5 Turncoats Who Changed the Tide of History
In the grand scale of things, not much changes when a single dude decides he'd rather be a Communist than an American, or vice versa. The balance of power is still basically the same, right?
But every balance has a tipping point, and sometimes all it takes is one turncoat to change the course of history. Like ...
Lee Harvey Oswald
The Man:
The guy who killed President Kennedy, unless you believe the conspiracy theories.
Changed Everything By:
Not long before the Kennedy assassination, Lee Harvey Oswald defected from the Soviet Union to the United States (after first defecting from the USA to the Soviet Union).
If he'd decided to stay there, or not been allowed to leave, JFK would have lived and some alternate version of history would have played out.
Wait, What?
Lee Harvey Oswald wasn't a crazed loner -- he didn't shoot JFK because he thought the White House was beaming mind control waves into his brain. He had an actual beef with the American government, and by that we mean he was kind of a communist sympathizer. So much so that, four years before he climbed to the sixth floor of a book depository and became one of the most hated men in American history, he flipped America the middle finger by defecting to the Soviet Union. And since he was just a random, whiny douche at that point, America didn't put up a big fight to keep him. Would you?
Unfortunately for the whole world, life in Soviet Russia wasn't as exciting as Cold War propaganda posters let on. By 1959, the USSR was more like the bleak, gray, impoverished, always-snowing suicide trap you see in photos like these:
Those aren't hats.

_Information supplied_:
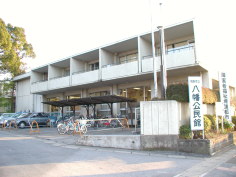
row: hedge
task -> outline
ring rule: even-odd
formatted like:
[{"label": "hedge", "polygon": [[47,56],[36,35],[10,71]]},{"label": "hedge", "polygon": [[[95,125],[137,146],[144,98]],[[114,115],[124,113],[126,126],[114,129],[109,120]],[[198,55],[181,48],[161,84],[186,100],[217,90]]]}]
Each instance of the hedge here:
[{"label": "hedge", "polygon": [[[189,102],[189,92],[187,84],[169,85],[166,89],[168,100],[179,102]],[[219,101],[217,92],[208,88],[202,88],[202,102],[204,104],[213,104]]]}]

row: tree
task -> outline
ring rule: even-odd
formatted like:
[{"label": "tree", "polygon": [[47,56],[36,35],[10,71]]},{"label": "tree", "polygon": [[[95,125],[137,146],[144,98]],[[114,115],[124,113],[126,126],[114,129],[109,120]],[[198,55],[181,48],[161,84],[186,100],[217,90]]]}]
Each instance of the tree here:
[{"label": "tree", "polygon": [[[23,59],[34,58],[35,53],[30,43],[26,41],[25,30],[21,27],[5,24],[0,18],[0,74],[8,74],[9,77],[4,80],[0,78],[4,89],[3,93],[11,93],[10,97],[12,108],[14,107],[15,85],[12,79],[20,74],[25,73],[25,63]],[[2,99],[4,99],[2,95]],[[11,110],[13,111],[13,110]]]}]

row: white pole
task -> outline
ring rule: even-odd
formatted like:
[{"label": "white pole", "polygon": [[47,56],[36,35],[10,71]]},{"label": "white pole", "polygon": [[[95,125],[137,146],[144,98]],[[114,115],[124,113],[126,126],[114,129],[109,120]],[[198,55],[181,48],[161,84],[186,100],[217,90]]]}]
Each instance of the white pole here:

_Problem description_:
In the turncoats article, how many years before the assassination did Oswald defect to the Soviet Union?

_Complete answer_:
Four years.